Copy the listing from the line with "target = shower head" through the end of the listing, swapping "a dot on each" for "a mark on each" and changing nothing else.

---------- Data extract

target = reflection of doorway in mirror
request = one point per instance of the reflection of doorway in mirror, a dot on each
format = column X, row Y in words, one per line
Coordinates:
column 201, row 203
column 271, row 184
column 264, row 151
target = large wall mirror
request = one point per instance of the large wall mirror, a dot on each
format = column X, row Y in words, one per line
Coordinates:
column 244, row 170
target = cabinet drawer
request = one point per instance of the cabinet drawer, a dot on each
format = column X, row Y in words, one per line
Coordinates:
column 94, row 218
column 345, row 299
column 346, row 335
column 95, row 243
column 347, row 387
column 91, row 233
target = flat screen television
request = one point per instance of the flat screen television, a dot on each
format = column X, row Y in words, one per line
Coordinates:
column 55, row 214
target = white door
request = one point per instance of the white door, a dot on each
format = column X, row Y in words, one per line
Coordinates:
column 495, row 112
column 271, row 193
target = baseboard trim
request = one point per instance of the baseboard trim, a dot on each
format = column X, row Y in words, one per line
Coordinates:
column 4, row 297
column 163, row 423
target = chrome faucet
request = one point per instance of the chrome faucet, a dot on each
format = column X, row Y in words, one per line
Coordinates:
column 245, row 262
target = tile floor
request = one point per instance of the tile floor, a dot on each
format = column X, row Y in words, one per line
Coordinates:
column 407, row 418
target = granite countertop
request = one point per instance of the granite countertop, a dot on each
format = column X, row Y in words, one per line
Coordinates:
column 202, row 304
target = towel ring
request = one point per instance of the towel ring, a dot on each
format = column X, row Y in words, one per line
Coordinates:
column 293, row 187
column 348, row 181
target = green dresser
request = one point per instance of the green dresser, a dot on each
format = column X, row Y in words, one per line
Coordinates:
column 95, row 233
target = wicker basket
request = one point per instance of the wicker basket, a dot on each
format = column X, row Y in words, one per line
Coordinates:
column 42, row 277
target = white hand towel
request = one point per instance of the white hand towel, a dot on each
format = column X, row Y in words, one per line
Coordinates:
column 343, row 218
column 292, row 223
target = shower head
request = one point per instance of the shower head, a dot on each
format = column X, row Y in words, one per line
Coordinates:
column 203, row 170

--------------------

Solution below:
target = shower head
request = one point per instance of the shower head, a mark on each
format = column X, row Y in words, one per line
Coordinates:
column 203, row 170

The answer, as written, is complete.